*PROBLEM DETAILS*
In the abstract on coronulid barnacle shells, what were the Coronula diadema specimens collected from?
___ EXTRACTED TEXT ___
GSA Annual Meeting in Denver, Colorado, USA - 2016

Paper No. 17-5
Presentation Time: 9:00 AM

ISOTOPIC ANALYSIS OF CORONULID BARNACLE SHELLS TO RECONSTRUCT MYSTICETE WHALE MIGRATION


TAYLOR, Larry D., Integrative Biology, University of California, Berkeley, Berkeley, CA 94720, larry.taylor@berkeley.edu

Modern mysticete whales migrate thousands of miles each year to reach the seasonally productive waters on which they rely. Migration is a critically important aspect of mysticete ecology and natural history, yet relatively little is known about migratory pathways in the prehistoric past. The fossil record of coronulids – the epizoic barnacles that attach to many mysticetes – offers a potential proxy for reconstructing prehistoric migration routes. The isotopic composition of each growth increment of a coronulid shell depends on the temperature and isotopic makeup of the seawater in which it was formed, and thus a barnacle attached to a migrating whale may preserve a high-resolution geochemical record of the whale’s annual migration path (Killingley, 1980). Coronulid genera now closely associated with specific mysticete genera are found in the Pliocene–recent fossil record, offering the possibility of assessing the stability of migration patterns over geological timescales. Here we present initial results from an ongoing investigation of modern and fossil coronulids. Oxygen isotope profiles of Coronula diadema specimens collected from a beached humpback whale are consistent with the whale having migrated along the common route of the population to which it belonged, suggesting that the fossil record of coronulids offers a promising new window into the ecological history of mysticete whales.
___ LISTED RECORDS ___
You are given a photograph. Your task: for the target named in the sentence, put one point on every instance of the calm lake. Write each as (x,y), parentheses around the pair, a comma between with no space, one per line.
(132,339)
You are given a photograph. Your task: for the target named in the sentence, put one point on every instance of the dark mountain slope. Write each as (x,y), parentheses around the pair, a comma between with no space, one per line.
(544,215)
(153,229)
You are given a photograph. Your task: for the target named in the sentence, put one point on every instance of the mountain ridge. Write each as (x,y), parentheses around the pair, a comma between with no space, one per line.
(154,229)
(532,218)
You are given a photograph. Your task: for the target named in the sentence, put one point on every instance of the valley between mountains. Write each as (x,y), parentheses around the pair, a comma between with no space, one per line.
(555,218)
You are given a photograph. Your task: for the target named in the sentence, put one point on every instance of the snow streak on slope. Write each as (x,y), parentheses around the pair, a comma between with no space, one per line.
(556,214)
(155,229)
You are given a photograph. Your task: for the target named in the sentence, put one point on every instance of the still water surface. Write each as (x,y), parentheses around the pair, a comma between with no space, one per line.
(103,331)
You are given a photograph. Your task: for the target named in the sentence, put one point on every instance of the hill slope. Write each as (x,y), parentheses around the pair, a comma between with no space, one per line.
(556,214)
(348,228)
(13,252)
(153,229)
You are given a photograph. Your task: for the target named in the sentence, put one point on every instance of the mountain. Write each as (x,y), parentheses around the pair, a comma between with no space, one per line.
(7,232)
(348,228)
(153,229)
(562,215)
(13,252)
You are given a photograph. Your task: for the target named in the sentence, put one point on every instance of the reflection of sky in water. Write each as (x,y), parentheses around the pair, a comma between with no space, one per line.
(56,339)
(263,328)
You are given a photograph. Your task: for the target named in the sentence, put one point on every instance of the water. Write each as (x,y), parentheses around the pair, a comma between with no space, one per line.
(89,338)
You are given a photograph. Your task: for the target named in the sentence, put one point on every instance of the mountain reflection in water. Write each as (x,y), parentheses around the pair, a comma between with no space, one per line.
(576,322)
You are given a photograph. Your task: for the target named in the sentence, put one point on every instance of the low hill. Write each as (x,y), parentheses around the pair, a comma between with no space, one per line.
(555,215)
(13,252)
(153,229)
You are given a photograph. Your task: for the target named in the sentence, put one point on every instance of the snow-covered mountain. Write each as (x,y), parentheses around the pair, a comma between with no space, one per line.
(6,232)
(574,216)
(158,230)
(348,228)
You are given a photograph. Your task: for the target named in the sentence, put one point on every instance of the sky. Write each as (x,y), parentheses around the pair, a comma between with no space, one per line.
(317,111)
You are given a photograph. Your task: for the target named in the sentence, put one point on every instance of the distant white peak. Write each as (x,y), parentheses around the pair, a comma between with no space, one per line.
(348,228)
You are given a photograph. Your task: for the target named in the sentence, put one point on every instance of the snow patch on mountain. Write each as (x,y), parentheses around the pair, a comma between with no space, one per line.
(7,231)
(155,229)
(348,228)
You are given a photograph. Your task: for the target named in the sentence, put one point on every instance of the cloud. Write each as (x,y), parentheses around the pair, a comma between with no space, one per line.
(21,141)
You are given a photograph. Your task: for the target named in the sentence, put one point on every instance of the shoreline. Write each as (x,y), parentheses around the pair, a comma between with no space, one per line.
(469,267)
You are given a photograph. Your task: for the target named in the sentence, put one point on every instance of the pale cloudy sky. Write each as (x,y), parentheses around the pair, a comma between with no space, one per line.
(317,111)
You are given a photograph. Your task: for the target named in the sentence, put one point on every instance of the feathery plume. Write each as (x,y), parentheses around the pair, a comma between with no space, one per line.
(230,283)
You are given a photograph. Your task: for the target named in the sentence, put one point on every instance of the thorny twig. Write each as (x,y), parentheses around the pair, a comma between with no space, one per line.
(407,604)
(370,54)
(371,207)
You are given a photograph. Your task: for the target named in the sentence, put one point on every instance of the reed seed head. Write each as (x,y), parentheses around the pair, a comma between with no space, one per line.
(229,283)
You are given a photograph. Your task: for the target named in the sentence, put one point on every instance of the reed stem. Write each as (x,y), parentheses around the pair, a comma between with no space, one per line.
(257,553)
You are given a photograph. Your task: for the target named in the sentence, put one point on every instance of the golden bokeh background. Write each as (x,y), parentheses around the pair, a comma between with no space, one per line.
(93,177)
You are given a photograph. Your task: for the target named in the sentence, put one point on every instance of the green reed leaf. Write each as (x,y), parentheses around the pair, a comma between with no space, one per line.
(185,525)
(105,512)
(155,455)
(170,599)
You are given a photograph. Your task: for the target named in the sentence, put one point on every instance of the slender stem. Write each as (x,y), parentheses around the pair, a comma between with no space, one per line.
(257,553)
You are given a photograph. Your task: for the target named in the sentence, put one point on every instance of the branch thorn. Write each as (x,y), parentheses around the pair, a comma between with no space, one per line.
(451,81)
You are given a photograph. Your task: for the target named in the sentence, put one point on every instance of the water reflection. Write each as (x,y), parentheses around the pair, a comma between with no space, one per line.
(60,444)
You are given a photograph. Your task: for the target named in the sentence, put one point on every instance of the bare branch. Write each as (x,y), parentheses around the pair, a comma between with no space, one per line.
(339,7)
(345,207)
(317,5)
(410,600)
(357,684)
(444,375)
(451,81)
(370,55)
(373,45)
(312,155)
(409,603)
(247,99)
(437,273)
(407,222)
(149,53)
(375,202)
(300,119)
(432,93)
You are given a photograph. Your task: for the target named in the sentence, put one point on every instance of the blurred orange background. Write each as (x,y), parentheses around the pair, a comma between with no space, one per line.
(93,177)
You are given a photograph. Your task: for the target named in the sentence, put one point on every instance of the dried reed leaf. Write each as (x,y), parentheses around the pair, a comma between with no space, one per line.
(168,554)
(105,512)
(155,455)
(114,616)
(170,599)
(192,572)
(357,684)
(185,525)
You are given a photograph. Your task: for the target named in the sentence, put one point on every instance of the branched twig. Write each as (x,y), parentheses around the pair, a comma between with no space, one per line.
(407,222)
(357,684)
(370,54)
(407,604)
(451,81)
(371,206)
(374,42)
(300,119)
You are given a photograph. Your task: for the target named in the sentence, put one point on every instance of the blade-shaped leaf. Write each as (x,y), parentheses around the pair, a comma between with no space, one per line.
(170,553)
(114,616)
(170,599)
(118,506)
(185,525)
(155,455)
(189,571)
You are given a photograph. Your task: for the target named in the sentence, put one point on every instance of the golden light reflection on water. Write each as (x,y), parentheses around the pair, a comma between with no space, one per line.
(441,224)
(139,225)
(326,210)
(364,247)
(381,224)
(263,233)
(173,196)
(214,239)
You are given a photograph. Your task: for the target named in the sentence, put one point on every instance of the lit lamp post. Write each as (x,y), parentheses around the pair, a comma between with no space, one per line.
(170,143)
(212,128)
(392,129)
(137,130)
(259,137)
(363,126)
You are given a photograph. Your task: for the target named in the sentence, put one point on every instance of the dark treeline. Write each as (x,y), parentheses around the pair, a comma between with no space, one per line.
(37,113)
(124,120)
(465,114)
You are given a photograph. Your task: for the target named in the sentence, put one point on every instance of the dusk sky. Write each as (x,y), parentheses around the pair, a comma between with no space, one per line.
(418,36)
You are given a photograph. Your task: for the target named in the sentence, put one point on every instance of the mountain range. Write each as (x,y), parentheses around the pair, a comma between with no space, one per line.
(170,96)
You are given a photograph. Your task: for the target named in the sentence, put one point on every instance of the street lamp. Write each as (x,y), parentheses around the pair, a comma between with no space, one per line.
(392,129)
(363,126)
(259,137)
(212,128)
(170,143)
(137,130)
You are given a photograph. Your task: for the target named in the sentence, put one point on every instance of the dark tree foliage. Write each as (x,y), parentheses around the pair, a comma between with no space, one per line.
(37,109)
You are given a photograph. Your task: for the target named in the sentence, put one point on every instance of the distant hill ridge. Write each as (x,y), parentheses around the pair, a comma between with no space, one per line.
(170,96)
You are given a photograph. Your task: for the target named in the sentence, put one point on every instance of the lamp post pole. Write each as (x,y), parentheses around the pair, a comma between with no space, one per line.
___
*EXERCISE RESULT*
A beached humpback whale.